Wherever "blue" appears in a line of the listing, that line should be returned.

> **Records**
┄┄┄┄┄┄┄┄┄┄

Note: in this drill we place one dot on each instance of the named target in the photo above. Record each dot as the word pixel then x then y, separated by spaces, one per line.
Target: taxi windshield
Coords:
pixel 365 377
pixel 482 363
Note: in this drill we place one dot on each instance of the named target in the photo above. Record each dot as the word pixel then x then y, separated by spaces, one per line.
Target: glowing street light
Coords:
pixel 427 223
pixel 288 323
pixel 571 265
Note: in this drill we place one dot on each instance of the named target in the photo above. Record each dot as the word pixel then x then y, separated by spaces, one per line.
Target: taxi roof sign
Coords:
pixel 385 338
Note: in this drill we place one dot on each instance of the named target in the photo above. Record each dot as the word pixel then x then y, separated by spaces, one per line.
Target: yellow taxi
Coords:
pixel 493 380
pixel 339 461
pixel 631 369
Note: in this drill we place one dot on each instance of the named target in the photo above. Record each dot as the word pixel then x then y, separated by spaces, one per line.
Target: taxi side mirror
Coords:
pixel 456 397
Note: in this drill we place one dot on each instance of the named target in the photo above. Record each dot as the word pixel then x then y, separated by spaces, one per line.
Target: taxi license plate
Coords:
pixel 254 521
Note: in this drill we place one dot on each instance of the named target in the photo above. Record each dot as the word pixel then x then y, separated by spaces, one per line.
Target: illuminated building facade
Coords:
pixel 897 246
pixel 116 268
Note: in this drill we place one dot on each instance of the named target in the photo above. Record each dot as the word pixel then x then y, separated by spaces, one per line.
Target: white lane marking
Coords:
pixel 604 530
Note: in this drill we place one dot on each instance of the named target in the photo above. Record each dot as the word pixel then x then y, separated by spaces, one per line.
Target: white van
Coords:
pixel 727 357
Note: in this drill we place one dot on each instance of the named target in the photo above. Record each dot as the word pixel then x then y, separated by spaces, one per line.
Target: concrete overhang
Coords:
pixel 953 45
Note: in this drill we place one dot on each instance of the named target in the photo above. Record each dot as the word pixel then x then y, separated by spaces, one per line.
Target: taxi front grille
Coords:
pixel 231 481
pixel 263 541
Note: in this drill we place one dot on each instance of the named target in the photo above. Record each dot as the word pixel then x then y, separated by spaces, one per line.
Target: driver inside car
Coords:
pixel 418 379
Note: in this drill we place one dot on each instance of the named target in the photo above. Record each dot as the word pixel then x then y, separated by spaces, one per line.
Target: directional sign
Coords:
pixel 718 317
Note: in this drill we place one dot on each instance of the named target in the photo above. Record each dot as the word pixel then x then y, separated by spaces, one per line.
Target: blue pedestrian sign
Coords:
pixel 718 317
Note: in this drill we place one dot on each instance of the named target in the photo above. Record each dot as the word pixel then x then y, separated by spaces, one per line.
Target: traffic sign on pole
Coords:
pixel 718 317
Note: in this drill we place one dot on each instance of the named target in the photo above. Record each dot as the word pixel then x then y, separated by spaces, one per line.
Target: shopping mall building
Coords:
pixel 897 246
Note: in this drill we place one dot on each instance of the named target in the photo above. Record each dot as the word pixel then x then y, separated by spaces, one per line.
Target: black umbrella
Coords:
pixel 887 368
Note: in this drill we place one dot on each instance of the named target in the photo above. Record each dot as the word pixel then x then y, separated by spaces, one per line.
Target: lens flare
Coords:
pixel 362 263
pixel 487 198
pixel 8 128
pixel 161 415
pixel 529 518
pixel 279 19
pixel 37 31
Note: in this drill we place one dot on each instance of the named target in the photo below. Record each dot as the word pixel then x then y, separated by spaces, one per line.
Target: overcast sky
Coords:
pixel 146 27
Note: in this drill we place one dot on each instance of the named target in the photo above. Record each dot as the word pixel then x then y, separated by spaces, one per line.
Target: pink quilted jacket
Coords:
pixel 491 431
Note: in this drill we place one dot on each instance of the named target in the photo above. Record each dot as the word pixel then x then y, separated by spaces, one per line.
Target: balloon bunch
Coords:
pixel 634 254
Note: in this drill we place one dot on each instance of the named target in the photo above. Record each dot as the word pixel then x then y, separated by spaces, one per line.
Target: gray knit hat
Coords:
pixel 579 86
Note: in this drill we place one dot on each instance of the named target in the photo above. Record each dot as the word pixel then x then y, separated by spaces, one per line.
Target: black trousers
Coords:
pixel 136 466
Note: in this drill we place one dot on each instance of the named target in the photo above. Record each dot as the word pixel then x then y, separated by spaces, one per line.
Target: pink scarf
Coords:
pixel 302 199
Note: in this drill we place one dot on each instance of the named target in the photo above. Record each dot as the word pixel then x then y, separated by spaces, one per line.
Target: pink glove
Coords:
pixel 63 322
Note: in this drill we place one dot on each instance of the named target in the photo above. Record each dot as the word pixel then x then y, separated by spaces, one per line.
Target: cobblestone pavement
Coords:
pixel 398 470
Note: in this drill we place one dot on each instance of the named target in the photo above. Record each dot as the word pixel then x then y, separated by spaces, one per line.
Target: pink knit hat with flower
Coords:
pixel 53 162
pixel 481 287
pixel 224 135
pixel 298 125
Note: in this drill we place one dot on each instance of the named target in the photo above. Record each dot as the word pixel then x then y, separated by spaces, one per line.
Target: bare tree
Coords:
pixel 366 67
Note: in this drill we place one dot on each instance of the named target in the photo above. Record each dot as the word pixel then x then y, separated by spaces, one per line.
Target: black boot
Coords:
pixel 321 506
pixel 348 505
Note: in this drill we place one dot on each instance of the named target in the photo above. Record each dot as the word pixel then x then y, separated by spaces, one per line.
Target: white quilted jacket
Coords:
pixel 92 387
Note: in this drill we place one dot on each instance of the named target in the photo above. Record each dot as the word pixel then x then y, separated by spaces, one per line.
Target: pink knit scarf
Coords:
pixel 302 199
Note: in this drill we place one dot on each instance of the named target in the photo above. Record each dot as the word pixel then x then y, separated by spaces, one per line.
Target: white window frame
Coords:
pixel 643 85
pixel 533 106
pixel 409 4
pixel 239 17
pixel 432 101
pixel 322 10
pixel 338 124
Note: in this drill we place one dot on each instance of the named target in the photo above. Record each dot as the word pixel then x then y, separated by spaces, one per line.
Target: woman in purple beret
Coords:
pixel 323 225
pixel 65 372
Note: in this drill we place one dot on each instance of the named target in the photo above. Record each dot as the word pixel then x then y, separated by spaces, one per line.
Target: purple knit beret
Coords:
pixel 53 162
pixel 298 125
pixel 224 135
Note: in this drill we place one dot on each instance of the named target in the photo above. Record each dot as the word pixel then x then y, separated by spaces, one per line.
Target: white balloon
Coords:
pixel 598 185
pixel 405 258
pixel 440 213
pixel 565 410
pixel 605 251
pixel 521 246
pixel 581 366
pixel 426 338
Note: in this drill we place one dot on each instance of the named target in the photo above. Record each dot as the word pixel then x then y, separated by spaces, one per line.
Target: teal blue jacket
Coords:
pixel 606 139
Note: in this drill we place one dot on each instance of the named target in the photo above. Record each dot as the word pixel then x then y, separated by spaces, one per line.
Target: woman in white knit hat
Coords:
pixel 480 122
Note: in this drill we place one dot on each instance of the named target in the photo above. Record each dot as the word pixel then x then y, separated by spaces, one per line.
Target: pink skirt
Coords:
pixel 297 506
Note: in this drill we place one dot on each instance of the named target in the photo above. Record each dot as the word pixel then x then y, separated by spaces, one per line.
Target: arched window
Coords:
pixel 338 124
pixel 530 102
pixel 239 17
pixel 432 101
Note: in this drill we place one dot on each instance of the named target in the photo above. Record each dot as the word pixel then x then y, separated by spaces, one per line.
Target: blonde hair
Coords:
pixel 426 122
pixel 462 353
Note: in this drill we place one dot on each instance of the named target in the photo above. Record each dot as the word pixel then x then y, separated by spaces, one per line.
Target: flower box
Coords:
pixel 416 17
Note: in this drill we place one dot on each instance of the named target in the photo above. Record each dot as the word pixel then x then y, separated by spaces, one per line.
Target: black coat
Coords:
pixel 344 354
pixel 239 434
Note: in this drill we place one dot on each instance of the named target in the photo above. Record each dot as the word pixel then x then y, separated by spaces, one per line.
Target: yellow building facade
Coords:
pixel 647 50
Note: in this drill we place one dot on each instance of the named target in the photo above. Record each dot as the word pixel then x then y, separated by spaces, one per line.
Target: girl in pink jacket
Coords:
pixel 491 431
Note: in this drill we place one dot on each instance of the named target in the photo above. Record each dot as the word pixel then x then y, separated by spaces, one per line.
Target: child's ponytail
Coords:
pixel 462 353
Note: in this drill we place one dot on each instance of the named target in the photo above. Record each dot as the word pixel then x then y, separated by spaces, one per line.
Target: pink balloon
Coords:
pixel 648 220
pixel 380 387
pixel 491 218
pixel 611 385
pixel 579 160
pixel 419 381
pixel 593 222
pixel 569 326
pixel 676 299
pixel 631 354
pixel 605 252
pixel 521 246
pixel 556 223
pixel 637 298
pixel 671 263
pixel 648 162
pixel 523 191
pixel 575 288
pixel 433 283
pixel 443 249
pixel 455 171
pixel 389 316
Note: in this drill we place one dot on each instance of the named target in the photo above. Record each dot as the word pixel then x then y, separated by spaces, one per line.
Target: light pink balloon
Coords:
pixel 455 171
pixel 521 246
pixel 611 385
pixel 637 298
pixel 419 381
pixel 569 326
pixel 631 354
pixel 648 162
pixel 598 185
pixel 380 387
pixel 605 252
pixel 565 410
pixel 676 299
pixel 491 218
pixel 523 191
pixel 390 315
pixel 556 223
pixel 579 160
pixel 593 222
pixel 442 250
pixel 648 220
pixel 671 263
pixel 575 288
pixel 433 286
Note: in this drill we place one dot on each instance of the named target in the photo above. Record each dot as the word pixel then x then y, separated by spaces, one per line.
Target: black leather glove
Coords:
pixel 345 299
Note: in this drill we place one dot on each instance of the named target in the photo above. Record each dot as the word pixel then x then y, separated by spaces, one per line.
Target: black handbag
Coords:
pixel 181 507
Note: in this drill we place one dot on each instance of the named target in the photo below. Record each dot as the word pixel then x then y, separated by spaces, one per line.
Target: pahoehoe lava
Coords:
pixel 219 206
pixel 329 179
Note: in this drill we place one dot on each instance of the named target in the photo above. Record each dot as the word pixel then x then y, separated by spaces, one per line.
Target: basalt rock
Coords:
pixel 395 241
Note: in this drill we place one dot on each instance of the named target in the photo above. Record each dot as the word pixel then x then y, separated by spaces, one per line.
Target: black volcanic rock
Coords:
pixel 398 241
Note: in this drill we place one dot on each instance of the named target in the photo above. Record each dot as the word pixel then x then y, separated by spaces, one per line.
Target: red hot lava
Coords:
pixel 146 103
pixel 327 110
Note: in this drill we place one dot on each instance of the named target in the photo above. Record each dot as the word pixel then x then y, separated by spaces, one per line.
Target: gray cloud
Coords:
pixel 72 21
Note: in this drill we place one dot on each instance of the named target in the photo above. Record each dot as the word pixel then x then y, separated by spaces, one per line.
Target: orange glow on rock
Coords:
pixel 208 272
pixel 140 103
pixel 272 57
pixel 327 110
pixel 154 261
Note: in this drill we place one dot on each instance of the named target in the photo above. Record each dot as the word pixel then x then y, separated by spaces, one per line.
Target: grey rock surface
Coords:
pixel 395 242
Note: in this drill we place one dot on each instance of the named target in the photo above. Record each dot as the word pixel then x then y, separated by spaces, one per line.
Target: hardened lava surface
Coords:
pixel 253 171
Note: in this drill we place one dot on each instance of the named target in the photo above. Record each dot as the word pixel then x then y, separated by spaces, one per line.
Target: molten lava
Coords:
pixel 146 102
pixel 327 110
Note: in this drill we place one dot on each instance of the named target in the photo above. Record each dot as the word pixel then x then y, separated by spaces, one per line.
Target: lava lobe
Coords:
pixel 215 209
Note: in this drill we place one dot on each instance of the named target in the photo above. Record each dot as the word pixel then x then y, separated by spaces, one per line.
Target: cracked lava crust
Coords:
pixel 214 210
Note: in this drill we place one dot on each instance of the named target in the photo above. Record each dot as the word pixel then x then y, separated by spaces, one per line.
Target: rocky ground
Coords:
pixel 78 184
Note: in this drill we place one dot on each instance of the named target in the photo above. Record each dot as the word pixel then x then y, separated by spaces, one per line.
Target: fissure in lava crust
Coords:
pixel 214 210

┄┄┄┄┄┄┄┄┄┄

> **Task answer**
Target: blue pedestrian sign
Target: teal blue jacket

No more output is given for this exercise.